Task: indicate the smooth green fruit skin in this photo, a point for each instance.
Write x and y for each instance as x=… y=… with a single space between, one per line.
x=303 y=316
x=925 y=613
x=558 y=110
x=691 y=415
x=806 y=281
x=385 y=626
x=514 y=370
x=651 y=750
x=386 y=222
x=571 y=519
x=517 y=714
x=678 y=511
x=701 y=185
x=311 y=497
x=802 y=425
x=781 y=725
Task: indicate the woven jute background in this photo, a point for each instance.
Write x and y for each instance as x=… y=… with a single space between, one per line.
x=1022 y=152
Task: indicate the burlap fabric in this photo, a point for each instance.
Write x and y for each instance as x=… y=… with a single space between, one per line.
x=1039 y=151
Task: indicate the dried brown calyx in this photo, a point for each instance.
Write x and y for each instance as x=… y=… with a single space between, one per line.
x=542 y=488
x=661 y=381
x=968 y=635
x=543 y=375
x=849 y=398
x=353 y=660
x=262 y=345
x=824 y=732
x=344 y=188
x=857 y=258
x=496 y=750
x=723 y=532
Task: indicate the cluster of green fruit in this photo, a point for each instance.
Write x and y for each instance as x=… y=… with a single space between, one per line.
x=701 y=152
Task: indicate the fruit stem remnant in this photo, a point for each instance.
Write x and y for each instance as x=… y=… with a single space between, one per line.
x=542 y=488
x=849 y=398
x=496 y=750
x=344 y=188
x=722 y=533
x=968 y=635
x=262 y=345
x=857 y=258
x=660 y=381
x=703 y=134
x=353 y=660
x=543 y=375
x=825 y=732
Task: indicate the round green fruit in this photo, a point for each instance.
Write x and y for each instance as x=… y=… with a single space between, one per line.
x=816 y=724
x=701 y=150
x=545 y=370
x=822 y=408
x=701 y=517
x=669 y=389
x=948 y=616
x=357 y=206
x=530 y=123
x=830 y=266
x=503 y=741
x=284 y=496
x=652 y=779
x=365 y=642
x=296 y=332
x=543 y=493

EXERCISE DETAILS:
Once more, give all the records exactly as they were written.

RESULT FOR THIS TASK:
Task: indicate the smooth green fruit skin in this photo, a point for each instance.
Write x and y for each instance as x=… y=… with a single space between, one per line.
x=303 y=316
x=925 y=613
x=558 y=110
x=691 y=415
x=806 y=281
x=385 y=626
x=514 y=370
x=651 y=750
x=386 y=222
x=571 y=519
x=517 y=714
x=678 y=511
x=701 y=185
x=311 y=497
x=802 y=425
x=781 y=725
Task: indicate the woven jute background in this photo, a point for each instance.
Write x and y for each instance as x=… y=… with a single space between, one per line.
x=1022 y=152
Task: indicate the burlap fabric in this photo, a point for each instance.
Write x and y for each instance as x=… y=… with a single space between, one per line.
x=1039 y=151
Task: indicate the dried brown calyx in this photo, a point for each instance.
Write x and y for each instance as x=… y=… with a single space between, one per line.
x=542 y=488
x=661 y=381
x=968 y=635
x=543 y=375
x=849 y=398
x=353 y=660
x=262 y=345
x=824 y=732
x=344 y=188
x=857 y=258
x=496 y=750
x=723 y=532
Task: indicate the cluster of green fruit in this photo, a point for each instance.
Write x and y for each instance as x=… y=… with a single space between, one per line.
x=701 y=152
Task: indicate the fruit stem remnant in this photo, a point for each instance.
Write x and y for each instance as x=… y=… with a single space between, one per line.
x=542 y=488
x=849 y=398
x=496 y=750
x=344 y=188
x=722 y=533
x=968 y=635
x=262 y=345
x=857 y=258
x=660 y=381
x=703 y=134
x=353 y=660
x=543 y=375
x=825 y=732
Task: indicate the round green fruit in this photo, a point for each instance.
Write x and y for each instance as x=… y=… with a single space between, one per line.
x=816 y=724
x=701 y=150
x=545 y=370
x=822 y=408
x=701 y=517
x=669 y=389
x=948 y=616
x=357 y=206
x=530 y=123
x=830 y=266
x=503 y=741
x=284 y=496
x=652 y=779
x=365 y=642
x=296 y=332
x=543 y=493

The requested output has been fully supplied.